(SOURCE TEXT begins)

It has been generations since a world event enveloped us all in a shared trauma that motivates so many people to volunteer their time, shift career priorities and do their part. The COVID-19 pandemic’s lack of respect for borders and boundaries has also led to innovative and collaborative new partnerships for public health and the Yale community.
One example is the animated motion graphic public service announcement, mRNA Vaccines- How the COVID mRNA vaccines work, addressing COVID-19 vaccination that involved individuals from four Yale professional schools and creative talent from both Colombia and the United States.
The project was started by Colombian entrepreneur Enrique Sánchez-Rivera, who was frustrated by the high volume of misinformation and lack of attention to science over the last four years that created serious problems domestically and abroad. Sánchez-Rivera, who will be attending the Yale School of Management’s Global Executive Leadership program in the fall of 2021, is founder and CEO of Augmented Island Studios, a virtual and augmented reality development studio based in Portland, Oregon. While waiting for the executive leadership program to start, Sánchez-Rivera has already engaged with the Yale community — studying French with doctoral candidate Walid Bouchakour and participating in the Yale Blended Reality group as a speaker.
When the pandemic started, the number of conspiracy theories about the disease increased exponentially, Sánchez-Rivera said. “I have been extremely concerned for those who are at high risk and for communities who are highly vulnerable,” he said. “In addition, my concern grew deeper when I started hearing folks from all socioeconomic backgrounds believing in wild and inaccurate stories and not in science.”
Knowing Yale’s culture of creativity and collaboration, Sánchez-Rivera reached out to the Yale School of Public Health about producing an educational motion-graphic public service announcement about COVID-19.

(SOURCE TEXT ends)
(INPUT DATA begins)

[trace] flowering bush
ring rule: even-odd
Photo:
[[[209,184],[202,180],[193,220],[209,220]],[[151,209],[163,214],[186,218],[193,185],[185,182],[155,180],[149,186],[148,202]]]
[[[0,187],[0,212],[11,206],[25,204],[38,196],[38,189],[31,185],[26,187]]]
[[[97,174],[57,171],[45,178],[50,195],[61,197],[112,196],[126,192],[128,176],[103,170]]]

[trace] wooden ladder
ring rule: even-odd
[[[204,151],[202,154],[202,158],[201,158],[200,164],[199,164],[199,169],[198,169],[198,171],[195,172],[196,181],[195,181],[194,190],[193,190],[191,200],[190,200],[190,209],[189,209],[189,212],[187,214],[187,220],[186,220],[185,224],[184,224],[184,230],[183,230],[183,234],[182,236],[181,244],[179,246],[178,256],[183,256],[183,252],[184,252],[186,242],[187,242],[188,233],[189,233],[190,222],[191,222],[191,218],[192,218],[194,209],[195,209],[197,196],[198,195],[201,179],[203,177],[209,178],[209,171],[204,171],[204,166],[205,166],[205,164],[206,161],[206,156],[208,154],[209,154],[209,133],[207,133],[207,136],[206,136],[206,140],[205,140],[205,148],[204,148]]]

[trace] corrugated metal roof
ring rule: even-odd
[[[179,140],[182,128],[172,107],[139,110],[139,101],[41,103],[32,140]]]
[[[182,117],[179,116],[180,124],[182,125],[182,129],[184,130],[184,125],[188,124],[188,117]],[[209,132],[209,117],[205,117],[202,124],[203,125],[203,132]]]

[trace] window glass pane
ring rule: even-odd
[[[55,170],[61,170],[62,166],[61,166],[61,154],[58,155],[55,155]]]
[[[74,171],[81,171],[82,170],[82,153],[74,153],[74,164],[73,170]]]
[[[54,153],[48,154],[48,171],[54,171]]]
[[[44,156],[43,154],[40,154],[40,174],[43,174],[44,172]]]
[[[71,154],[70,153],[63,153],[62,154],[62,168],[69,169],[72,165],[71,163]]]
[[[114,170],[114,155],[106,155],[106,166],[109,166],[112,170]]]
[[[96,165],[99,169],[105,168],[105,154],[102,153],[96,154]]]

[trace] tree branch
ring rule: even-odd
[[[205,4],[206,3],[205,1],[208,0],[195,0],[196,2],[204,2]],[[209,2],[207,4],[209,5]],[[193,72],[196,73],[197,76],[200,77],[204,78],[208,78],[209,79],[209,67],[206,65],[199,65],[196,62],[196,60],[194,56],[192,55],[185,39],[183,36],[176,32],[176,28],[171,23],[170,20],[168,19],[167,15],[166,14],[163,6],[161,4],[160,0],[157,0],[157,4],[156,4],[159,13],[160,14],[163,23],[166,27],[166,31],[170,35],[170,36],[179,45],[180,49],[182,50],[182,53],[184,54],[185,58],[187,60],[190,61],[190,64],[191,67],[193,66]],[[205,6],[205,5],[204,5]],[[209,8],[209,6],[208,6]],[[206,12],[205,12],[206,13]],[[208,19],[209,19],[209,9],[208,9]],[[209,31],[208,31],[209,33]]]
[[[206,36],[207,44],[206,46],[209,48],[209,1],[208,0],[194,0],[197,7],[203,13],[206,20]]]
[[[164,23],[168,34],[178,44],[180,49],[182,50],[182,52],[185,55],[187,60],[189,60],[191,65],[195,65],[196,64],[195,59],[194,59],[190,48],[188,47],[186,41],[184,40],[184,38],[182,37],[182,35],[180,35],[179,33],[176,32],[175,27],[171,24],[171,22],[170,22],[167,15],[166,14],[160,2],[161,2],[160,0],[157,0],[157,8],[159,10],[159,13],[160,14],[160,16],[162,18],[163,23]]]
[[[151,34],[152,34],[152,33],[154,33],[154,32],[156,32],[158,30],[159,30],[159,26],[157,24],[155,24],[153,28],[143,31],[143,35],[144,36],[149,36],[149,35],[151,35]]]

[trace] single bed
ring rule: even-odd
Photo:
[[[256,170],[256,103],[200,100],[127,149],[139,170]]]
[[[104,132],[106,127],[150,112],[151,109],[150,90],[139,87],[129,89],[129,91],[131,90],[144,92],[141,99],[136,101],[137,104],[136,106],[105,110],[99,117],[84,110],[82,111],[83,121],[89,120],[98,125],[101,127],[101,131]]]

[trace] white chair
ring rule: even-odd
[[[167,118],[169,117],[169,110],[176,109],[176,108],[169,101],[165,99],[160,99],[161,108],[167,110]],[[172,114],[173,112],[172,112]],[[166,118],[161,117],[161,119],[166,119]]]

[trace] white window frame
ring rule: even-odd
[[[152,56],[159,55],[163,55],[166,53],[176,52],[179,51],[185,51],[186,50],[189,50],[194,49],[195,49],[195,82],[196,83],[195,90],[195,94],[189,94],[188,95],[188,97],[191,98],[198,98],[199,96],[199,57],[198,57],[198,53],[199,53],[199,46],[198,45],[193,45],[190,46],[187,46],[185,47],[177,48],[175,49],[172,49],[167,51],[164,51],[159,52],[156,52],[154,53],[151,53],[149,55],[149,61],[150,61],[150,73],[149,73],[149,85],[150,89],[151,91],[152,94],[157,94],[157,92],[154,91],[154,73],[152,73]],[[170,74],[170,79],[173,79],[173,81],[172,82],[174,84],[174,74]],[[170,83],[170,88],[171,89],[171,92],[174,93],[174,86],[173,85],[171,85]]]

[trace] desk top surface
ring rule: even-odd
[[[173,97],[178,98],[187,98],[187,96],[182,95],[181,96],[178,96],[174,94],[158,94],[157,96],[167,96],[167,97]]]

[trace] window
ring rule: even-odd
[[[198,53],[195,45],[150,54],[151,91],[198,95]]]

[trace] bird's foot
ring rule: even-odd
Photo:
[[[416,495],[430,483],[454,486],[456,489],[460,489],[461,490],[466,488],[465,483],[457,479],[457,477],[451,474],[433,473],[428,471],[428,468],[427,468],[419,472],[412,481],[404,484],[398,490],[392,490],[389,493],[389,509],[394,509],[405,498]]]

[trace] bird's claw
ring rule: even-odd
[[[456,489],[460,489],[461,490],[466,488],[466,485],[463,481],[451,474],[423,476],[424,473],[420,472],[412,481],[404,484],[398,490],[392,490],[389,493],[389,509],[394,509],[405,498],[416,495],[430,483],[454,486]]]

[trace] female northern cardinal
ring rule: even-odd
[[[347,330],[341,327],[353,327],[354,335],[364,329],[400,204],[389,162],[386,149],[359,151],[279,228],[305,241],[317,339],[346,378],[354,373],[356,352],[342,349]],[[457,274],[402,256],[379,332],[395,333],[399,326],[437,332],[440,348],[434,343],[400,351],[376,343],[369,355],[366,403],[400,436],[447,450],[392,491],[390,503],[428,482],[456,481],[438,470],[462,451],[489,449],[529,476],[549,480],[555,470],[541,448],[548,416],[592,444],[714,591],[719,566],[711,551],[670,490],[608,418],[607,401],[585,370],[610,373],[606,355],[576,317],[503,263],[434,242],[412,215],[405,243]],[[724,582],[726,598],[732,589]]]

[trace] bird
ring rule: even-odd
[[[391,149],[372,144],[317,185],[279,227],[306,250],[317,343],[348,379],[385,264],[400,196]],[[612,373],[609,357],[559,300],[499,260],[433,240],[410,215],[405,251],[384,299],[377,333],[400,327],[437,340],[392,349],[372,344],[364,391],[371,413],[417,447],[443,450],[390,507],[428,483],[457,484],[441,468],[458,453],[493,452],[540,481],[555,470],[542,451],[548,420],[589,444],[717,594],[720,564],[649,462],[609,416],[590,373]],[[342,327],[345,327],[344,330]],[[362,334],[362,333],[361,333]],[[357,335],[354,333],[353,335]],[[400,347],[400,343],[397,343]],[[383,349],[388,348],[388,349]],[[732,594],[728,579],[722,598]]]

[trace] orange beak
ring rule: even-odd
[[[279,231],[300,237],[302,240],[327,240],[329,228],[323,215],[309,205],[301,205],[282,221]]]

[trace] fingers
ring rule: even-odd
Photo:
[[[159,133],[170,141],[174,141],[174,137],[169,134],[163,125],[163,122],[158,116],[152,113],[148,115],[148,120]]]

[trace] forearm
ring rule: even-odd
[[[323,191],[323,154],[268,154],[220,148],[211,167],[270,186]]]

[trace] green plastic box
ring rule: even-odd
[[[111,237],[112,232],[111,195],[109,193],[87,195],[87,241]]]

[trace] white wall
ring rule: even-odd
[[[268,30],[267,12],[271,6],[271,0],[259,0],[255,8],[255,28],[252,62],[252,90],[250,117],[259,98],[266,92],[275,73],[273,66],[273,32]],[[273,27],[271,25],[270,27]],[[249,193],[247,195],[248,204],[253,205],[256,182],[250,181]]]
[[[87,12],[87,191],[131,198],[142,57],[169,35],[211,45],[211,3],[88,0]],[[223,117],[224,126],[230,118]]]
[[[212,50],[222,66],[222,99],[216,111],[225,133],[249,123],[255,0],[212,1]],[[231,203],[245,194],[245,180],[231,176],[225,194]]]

(INPUT DATA ends)

● REQUIRED ACTION 1: Based on the article about the COVID-19 vaccine announcement, where is Augmented Island Studios based?
● REQUIRED ACTION 2: Repeat the part of the article about the COVID-19 vaccine announcement word for word, starting with "The project was" and going on through "as a speaker.".

● SOLUTION 1: Portland, Oregon.

● SOLUTION 2:
The project was started by Colombian entrepreneur Enrique Sánchez-Rivera, who was frustrated by the high volume of misinformation and lack of attention to science over the last four years that created serious problems domestically and abroad. Sánchez-Rivera, who will be attending the Yale School of Management’s Global Executive Leadership program in the fall of 2021, is founder and CEO of Augmented Island Studios, a virtual and augmented reality development studio based in Portland, Oregon. While waiting for the executive leadership program to start, Sánchez-Rivera has already engaged with the Yale community — studying French with doctoral candidate Walid Bouchakour and participating in the Yale Blended Reality group as a speaker.